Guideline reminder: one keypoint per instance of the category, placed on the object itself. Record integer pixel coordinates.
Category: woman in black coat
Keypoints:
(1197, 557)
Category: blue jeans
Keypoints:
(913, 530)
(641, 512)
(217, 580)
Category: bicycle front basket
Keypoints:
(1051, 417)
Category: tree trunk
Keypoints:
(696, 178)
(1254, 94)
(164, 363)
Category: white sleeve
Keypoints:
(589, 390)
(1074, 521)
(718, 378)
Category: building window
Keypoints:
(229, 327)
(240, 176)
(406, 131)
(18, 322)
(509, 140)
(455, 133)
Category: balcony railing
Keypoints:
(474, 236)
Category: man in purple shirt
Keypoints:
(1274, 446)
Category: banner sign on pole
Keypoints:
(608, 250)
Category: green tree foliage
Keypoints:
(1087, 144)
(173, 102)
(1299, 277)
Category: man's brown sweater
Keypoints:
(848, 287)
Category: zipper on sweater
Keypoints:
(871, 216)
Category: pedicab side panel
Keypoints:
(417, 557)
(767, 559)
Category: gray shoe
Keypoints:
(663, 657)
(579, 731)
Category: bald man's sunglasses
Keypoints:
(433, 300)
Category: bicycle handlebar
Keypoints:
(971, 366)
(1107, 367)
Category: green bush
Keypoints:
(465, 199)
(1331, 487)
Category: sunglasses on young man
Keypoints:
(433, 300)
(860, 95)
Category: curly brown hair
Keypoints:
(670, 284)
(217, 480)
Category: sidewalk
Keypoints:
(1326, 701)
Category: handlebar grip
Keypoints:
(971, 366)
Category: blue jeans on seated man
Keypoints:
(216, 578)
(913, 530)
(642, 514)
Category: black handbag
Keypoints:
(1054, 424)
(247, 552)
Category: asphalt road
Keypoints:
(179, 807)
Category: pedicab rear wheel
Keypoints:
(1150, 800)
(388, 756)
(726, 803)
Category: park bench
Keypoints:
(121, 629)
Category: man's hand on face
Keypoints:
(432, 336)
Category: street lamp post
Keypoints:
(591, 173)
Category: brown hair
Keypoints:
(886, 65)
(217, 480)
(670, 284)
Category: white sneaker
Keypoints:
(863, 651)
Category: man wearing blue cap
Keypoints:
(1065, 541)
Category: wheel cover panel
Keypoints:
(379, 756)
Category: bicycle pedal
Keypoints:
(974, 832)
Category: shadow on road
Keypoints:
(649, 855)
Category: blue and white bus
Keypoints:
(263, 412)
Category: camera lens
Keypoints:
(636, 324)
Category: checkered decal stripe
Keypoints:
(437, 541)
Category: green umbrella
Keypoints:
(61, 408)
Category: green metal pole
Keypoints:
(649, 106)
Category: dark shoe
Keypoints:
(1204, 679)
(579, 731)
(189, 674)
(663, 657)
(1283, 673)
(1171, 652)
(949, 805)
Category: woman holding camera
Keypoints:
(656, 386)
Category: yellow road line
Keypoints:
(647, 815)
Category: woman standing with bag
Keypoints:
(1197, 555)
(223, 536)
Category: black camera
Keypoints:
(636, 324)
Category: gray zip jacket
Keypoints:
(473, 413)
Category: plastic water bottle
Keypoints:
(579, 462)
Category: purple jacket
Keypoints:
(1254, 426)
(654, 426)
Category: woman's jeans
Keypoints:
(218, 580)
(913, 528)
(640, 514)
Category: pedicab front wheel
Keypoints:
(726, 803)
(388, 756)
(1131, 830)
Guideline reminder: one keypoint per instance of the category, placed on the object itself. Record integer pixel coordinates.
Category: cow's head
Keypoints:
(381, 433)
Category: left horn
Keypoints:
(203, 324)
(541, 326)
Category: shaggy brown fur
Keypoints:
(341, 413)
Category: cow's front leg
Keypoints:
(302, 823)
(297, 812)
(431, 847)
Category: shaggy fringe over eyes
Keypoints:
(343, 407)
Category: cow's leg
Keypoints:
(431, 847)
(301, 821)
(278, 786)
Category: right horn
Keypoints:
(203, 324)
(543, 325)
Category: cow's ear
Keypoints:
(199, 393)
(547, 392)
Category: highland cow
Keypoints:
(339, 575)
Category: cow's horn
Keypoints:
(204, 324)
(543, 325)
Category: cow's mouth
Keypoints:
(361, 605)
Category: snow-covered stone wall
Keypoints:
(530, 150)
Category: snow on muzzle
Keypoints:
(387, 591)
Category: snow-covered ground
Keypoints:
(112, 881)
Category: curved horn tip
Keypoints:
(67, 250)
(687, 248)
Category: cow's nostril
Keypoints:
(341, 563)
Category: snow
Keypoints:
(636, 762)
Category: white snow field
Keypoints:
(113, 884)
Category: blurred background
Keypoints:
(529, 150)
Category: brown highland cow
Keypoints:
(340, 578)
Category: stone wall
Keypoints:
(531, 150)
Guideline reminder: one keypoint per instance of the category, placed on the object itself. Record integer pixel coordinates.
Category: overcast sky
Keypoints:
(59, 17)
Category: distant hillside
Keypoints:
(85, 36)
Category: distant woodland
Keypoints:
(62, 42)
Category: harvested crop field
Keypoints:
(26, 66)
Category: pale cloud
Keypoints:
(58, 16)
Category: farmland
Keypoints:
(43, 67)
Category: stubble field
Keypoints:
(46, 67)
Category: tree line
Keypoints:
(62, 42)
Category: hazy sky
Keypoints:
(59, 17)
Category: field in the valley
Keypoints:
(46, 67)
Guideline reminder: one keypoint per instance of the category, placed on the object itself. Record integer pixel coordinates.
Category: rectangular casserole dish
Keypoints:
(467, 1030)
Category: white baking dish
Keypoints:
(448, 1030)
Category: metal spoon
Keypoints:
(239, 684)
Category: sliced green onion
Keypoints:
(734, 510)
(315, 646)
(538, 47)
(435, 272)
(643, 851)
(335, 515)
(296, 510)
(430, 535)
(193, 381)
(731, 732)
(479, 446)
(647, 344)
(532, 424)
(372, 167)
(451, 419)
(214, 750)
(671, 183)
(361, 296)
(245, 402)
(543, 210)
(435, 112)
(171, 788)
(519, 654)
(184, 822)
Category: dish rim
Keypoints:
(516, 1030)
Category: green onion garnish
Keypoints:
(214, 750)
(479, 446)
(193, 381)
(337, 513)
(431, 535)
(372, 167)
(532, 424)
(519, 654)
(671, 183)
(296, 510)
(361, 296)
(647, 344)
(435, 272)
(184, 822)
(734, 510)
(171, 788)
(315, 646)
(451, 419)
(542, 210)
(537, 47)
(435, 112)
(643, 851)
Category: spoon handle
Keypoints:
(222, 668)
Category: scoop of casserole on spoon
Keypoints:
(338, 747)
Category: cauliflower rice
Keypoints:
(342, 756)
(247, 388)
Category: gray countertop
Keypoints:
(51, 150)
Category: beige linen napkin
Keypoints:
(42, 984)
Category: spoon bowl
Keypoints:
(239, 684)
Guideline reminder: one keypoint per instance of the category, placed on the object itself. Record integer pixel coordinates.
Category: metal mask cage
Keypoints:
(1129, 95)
****************
Recast every line of the records above as a JSON list of strings, one string per line, leaving out blank lines.

__Solution to this task__
[
  "Guideline reminder: one keypoint per instance of the category, placed on the object itself. Record integer pixel coordinates.",
  "Category: woman in black coat",
  "Keypoints:",
  "(1197, 557)",
  "Category: blue jeans",
  "Keypoints:",
  "(913, 530)",
  "(641, 512)",
  "(217, 580)",
  "Category: bicycle front basket",
  "Keypoints:",
  "(1051, 417)",
  "Category: tree trunk",
  "Keypoints:",
  "(696, 178)",
  "(1254, 94)",
  "(164, 363)",
  "Category: white sleeve",
  "Keypoints:",
  "(589, 390)",
  "(1074, 521)",
  "(718, 378)",
  "Category: building window",
  "Keypoints:",
  "(229, 327)",
  "(240, 176)",
  "(406, 131)",
  "(18, 322)",
  "(509, 140)",
  "(455, 133)",
  "Category: balcony railing",
  "Keypoints:",
  "(474, 236)",
  "Category: man in purple shirt",
  "Keypoints:",
  "(1274, 446)",
  "Category: banner sign on pole",
  "Keypoints:",
  "(608, 250)",
  "Category: green tree foliage",
  "Keypoints:",
  "(1087, 144)",
  "(173, 102)",
  "(1299, 277)",
  "Category: man's brown sweater",
  "Keypoints:",
  "(848, 287)",
  "Category: zipper on sweater",
  "Keypoints:",
  "(871, 216)",
  "Category: pedicab side panel",
  "Keypoints:",
  "(417, 557)",
  "(767, 559)",
  "Category: gray shoe",
  "Keypoints:",
  "(663, 657)",
  "(579, 731)",
  "Category: bald man's sunglasses",
  "Keypoints:",
  "(433, 300)",
  "Category: bicycle handlebar",
  "Keypoints:",
  "(971, 366)",
  "(1107, 367)",
  "Category: green bush",
  "Keypoints:",
  "(465, 199)",
  "(1331, 487)",
  "Category: sunglasses on young man",
  "Keypoints:",
  "(433, 300)",
  "(860, 95)",
  "Category: curly brown hair",
  "Keypoints:",
  "(670, 284)",
  "(217, 480)",
  "Category: sidewalk",
  "Keypoints:",
  "(1326, 701)",
  "Category: handlebar grip",
  "Keypoints:",
  "(971, 366)",
  "Category: blue jeans on seated man",
  "Keypoints:",
  "(216, 578)",
  "(913, 530)",
  "(642, 514)",
  "Category: black handbag",
  "Keypoints:",
  "(1054, 424)",
  "(247, 552)",
  "Category: asphalt road",
  "Keypoints:",
  "(179, 807)",
  "Category: pedicab rear wheel",
  "Keypoints:",
  "(1150, 800)",
  "(388, 756)",
  "(726, 803)",
  "Category: park bench",
  "Keypoints:",
  "(121, 629)",
  "Category: man's hand on face",
  "Keypoints:",
  "(432, 336)",
  "Category: street lamp post",
  "Keypoints:",
  "(591, 173)",
  "Category: brown hair",
  "Keypoints:",
  "(886, 65)",
  "(217, 480)",
  "(670, 284)",
  "Category: white sneaker",
  "Keypoints:",
  "(863, 651)",
  "Category: man wearing blue cap",
  "Keypoints:",
  "(1065, 541)",
  "Category: wheel cover panel",
  "Keypoints:",
  "(379, 756)",
  "Category: bicycle pedal",
  "Keypoints:",
  "(974, 832)",
  "Category: shadow on road",
  "Keypoints:",
  "(649, 855)",
  "Category: blue and white bus",
  "Keypoints:",
  "(263, 412)",
  "Category: camera lens",
  "Keypoints:",
  "(636, 324)",
  "Category: checkered decal stripe",
  "Keypoints:",
  "(437, 541)",
  "Category: green umbrella",
  "Keypoints:",
  "(61, 408)",
  "Category: green metal pole",
  "Keypoints:",
  "(649, 106)",
  "Category: dark shoe",
  "Keypoints:",
  "(1204, 679)",
  "(579, 731)",
  "(189, 674)",
  "(663, 657)",
  "(1283, 673)",
  "(1171, 652)",
  "(949, 805)",
  "Category: woman holding camera",
  "Keypoints:",
  "(656, 386)",
  "Category: yellow road line",
  "Keypoints:",
  "(647, 815)",
  "Category: woman standing with bag",
  "Keypoints:",
  "(1197, 555)",
  "(223, 536)",
  "Category: black camera",
  "Keypoints:",
  "(636, 324)",
  "Category: gray zip jacket",
  "Keypoints:",
  "(473, 413)",
  "Category: plastic water bottle",
  "Keypoints:",
  "(579, 462)",
  "Category: purple jacket",
  "Keypoints:",
  "(1254, 426)",
  "(654, 426)",
  "Category: woman's jeans",
  "Keypoints:",
  "(218, 580)",
  "(913, 528)",
  "(640, 514)",
  "Category: pedicab front wheel",
  "Keypoints:",
  "(726, 803)",
  "(388, 756)",
  "(1131, 830)",
  "Guideline reminder: one keypoint per instance of the category, placed on the object itself. Record integer pixel coordinates.",
  "Category: cow's head",
  "Keypoints:",
  "(381, 433)",
  "Category: left horn",
  "Keypoints:",
  "(203, 324)",
  "(541, 326)",
  "Category: shaggy brown fur",
  "Keypoints:",
  "(341, 413)",
  "Category: cow's front leg",
  "Keypoints:",
  "(302, 823)",
  "(297, 812)",
  "(431, 847)",
  "Category: shaggy fringe over eyes",
  "Keypoints:",
  "(343, 407)",
  "Category: cow's leg",
  "Keypoints:",
  "(431, 847)",
  "(301, 821)",
  "(278, 786)",
  "Category: right horn",
  "Keypoints:",
  "(203, 324)",
  "(543, 325)",
  "Category: cow's ear",
  "Keypoints:",
  "(199, 393)",
  "(547, 392)",
  "Category: highland cow",
  "Keypoints:",
  "(339, 575)",
  "Category: cow's horn",
  "Keypoints:",
  "(204, 324)",
  "(543, 325)",
  "Category: cow's mouth",
  "Keypoints:",
  "(361, 605)",
  "Category: snow-covered stone wall",
  "Keypoints:",
  "(530, 150)",
  "Category: snow on muzzle",
  "Keypoints:",
  "(387, 591)",
  "Category: snow-covered ground",
  "Keypoints:",
  "(112, 881)",
  "Category: curved horn tip",
  "Keypoints:",
  "(67, 250)",
  "(687, 248)",
  "Category: cow's nostril",
  "Keypoints:",
  "(341, 563)",
  "Category: snow",
  "Keypoints:",
  "(636, 762)",
  "Category: white snow field",
  "Keypoints:",
  "(113, 884)",
  "Category: blurred background",
  "Keypoints:",
  "(529, 150)",
  "Category: brown highland cow",
  "Keypoints:",
  "(340, 578)",
  "Category: stone wall",
  "Keypoints:",
  "(531, 150)",
  "Guideline reminder: one keypoint per instance of the category, placed on the object itself. Record integer pixel coordinates.",
  "Category: overcast sky",
  "Keypoints:",
  "(59, 17)",
  "Category: distant hillside",
  "Keypoints:",
  "(85, 36)",
  "Category: distant woodland",
  "Keypoints:",
  "(62, 42)",
  "Category: harvested crop field",
  "Keypoints:",
  "(26, 66)",
  "Category: pale cloud",
  "Keypoints:",
  "(58, 16)",
  "Category: farmland",
  "Keypoints:",
  "(43, 67)",
  "Category: stubble field",
  "Keypoints:",
  "(46, 67)",
  "Category: tree line",
  "Keypoints:",
  "(62, 42)",
  "Category: hazy sky",
  "Keypoints:",
  "(59, 17)",
  "Category: field in the valley",
  "Keypoints:",
  "(46, 67)",
  "Guideline reminder: one keypoint per instance of the category, placed on the object itself. Record integer pixel coordinates.",
  "Category: rectangular casserole dish",
  "Keypoints:",
  "(467, 1030)",
  "Category: white baking dish",
  "Keypoints:",
  "(448, 1030)",
  "Category: metal spoon",
  "Keypoints:",
  "(239, 684)",
  "Category: sliced green onion",
  "Keypoints:",
  "(734, 510)",
  "(315, 646)",
  "(538, 47)",
  "(435, 272)",
  "(643, 851)",
  "(335, 515)",
  "(296, 510)",
  "(430, 535)",
  "(193, 381)",
  "(731, 732)",
  "(479, 446)",
  "(647, 344)",
  "(532, 424)",
  "(372, 167)",
  "(451, 419)",
  "(214, 750)",
  "(671, 183)",
  "(361, 296)",
  "(245, 402)",
  "(543, 210)",
  "(435, 112)",
  "(171, 788)",
  "(519, 654)",
  "(184, 822)",
  "Category: dish rim",
  "Keypoints:",
  "(516, 1030)",
  "Category: green onion garnish",
  "Keypoints:",
  "(214, 750)",
  "(479, 446)",
  "(193, 381)",
  "(337, 513)",
  "(431, 535)",
  "(372, 167)",
  "(532, 424)",
  "(519, 654)",
  "(671, 183)",
  "(296, 510)",
  "(361, 296)",
  "(647, 344)",
  "(435, 272)",
  "(184, 822)",
  "(734, 510)",
  "(171, 788)",
  "(315, 646)",
  "(451, 419)",
  "(542, 210)",
  "(537, 47)",
  "(435, 112)",
  "(643, 851)",
  "Category: spoon handle",
  "Keypoints:",
  "(222, 668)",
  "Category: scoop of casserole on spoon",
  "Keypoints:",
  "(338, 747)",
  "Category: cauliflower rice",
  "Keypoints:",
  "(342, 756)",
  "(247, 388)",
  "Category: gray countertop",
  "Keypoints:",
  "(51, 150)",
  "Category: beige linen napkin",
  "Keypoints:",
  "(42, 984)",
  "Category: spoon bowl",
  "Keypoints:",
  "(239, 684)",
  "Guideline reminder: one keypoint per instance of the category, placed on the object itself. Record integer pixel coordinates.",
  "Category: metal mask cage",
  "Keypoints:",
  "(1129, 95)"
]